### WHAT YOU HAVE TO DO:
Reproduce the lines of the records starting with the line containing "Segment every instance of the snow on" and going on through the line containing "[[[393,422],[437,425],[437,364],[432,353],[392,353],[388,363]]]", swapping "stone wall" for "brick wall" and leaving everything else unchanged.

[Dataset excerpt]

=-=-=-=-=

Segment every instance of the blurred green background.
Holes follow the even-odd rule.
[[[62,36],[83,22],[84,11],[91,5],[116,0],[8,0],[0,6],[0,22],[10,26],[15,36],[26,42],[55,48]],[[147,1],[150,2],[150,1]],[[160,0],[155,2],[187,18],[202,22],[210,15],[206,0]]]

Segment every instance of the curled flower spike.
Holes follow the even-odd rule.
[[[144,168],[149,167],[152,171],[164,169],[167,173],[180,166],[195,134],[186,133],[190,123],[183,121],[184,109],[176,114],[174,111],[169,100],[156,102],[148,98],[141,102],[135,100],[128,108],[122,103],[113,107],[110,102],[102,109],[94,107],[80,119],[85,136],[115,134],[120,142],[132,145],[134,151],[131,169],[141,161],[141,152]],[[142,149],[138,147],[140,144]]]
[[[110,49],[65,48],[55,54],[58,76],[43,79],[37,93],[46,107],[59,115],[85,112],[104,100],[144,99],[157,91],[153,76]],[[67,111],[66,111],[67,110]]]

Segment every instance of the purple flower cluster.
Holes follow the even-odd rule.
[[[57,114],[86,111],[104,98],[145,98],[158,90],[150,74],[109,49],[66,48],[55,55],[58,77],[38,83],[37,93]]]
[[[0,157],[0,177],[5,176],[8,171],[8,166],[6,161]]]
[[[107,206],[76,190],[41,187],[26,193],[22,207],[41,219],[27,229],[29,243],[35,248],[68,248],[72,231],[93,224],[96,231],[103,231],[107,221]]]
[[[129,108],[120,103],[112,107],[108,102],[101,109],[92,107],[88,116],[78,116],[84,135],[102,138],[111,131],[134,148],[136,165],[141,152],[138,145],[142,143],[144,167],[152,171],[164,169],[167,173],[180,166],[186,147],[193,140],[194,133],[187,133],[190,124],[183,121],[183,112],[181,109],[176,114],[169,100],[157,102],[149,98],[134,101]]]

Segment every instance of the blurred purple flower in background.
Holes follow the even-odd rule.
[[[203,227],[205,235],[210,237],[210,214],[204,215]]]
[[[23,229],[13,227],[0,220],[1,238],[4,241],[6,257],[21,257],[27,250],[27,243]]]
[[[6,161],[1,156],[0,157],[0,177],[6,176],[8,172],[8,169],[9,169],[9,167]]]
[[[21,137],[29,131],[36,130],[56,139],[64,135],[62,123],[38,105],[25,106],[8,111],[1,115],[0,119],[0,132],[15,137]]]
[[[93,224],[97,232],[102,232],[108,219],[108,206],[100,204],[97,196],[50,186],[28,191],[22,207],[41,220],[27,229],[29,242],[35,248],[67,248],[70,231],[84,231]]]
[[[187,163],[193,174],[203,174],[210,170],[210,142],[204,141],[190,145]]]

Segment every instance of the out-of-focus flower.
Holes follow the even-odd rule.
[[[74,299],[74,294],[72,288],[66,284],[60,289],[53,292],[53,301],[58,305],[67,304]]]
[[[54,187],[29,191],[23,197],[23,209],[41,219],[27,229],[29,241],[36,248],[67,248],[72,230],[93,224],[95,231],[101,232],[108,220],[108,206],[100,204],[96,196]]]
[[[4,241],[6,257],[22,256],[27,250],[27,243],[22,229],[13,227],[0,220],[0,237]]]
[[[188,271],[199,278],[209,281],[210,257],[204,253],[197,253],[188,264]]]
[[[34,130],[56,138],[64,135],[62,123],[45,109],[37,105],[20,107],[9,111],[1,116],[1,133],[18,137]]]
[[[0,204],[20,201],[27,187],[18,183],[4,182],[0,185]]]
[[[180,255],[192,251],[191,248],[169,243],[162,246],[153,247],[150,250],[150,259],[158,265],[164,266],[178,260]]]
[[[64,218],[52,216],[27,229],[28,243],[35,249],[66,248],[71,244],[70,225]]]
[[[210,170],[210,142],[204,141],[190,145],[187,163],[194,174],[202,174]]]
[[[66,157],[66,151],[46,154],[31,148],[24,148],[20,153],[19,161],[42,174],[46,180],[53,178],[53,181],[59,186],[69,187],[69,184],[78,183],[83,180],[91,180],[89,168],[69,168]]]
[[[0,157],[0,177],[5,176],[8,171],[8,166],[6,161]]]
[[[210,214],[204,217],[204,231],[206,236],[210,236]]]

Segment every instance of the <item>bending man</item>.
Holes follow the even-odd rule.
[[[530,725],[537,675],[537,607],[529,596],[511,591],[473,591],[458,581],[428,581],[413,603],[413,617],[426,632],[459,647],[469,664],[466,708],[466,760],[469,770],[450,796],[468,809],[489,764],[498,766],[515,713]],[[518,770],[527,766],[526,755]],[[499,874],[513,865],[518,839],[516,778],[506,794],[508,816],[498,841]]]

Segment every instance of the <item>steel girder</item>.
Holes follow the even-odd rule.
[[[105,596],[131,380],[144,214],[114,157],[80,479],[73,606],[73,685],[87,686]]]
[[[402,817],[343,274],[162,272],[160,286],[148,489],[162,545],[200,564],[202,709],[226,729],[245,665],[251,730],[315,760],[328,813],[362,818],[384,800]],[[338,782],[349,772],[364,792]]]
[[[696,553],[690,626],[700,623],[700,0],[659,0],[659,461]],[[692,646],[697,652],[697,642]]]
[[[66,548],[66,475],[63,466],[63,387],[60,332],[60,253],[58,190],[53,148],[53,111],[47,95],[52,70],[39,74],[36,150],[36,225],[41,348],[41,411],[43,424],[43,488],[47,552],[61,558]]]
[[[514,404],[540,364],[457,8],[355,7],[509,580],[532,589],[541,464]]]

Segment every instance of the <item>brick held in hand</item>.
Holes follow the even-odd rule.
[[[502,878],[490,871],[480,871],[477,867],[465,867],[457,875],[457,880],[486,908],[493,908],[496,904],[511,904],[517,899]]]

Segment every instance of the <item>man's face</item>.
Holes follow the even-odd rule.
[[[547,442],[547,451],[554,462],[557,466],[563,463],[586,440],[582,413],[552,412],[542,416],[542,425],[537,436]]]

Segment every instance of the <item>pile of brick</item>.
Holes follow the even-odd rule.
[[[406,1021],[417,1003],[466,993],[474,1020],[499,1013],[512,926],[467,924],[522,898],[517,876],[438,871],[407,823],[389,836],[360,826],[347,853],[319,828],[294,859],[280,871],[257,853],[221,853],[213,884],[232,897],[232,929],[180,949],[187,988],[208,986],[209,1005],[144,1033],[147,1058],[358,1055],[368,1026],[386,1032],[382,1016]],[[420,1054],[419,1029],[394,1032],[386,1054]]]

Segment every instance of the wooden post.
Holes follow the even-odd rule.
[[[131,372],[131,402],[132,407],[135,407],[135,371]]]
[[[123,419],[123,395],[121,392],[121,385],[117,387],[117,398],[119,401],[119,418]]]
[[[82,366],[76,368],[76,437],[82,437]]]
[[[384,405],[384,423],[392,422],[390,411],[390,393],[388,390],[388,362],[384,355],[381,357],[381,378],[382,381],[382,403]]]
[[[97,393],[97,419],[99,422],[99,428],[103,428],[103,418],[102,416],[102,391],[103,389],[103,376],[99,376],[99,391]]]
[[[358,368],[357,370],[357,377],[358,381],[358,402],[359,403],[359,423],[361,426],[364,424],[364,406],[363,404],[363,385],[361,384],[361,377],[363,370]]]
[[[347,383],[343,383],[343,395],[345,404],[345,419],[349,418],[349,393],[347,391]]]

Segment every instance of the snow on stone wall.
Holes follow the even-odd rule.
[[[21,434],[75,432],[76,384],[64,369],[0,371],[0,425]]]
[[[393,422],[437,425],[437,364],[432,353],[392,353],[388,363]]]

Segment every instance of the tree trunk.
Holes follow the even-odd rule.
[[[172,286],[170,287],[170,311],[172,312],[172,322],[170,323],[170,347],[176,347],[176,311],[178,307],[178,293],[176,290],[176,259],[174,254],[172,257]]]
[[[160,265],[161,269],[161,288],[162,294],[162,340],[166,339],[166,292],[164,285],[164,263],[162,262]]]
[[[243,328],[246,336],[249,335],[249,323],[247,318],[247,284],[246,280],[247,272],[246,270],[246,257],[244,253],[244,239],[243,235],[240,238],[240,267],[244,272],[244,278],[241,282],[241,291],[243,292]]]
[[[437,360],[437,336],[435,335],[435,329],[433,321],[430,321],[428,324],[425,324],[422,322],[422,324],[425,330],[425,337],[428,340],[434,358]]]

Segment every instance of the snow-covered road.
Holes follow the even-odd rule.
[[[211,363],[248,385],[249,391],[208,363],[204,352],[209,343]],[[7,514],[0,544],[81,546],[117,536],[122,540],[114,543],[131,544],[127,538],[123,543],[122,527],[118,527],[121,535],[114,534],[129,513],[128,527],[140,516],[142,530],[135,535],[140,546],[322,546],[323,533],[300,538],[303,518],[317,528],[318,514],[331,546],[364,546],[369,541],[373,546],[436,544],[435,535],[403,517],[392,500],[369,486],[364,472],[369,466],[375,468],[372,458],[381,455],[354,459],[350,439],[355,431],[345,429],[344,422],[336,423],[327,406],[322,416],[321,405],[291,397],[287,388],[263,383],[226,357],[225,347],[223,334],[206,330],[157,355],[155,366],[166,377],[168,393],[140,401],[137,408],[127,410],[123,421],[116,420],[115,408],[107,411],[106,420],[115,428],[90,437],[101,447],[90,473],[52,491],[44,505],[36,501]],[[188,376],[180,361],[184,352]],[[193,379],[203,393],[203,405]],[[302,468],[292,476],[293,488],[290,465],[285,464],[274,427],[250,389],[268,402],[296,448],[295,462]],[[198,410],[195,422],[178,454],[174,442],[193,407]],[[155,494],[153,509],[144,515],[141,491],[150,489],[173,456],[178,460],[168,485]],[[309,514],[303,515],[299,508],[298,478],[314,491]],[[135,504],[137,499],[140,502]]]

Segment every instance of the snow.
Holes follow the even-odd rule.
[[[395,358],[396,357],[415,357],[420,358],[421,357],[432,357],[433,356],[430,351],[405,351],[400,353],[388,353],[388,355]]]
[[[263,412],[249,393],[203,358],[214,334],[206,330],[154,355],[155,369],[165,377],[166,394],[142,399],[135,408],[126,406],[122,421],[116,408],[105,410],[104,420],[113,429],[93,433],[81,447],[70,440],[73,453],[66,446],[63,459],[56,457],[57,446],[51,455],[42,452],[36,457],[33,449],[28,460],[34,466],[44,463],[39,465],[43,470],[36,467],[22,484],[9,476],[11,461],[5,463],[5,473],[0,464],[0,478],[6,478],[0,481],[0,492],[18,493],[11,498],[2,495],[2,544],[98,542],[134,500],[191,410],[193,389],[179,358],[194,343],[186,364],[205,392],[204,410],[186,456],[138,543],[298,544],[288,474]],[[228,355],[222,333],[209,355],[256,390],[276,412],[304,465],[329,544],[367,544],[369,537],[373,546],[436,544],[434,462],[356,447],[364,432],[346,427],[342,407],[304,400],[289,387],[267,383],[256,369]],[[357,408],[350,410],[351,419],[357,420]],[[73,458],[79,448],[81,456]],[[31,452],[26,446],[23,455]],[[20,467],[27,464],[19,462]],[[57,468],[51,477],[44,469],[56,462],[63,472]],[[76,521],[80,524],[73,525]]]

=-=-=-=-=

### EXERCISE ANSWER:
Segment every instance of the snow on brick wall.
Holes follow the even-odd rule.
[[[21,434],[75,432],[76,384],[64,369],[0,371],[0,425]]]
[[[393,422],[437,425],[437,364],[432,353],[392,353],[388,363]]]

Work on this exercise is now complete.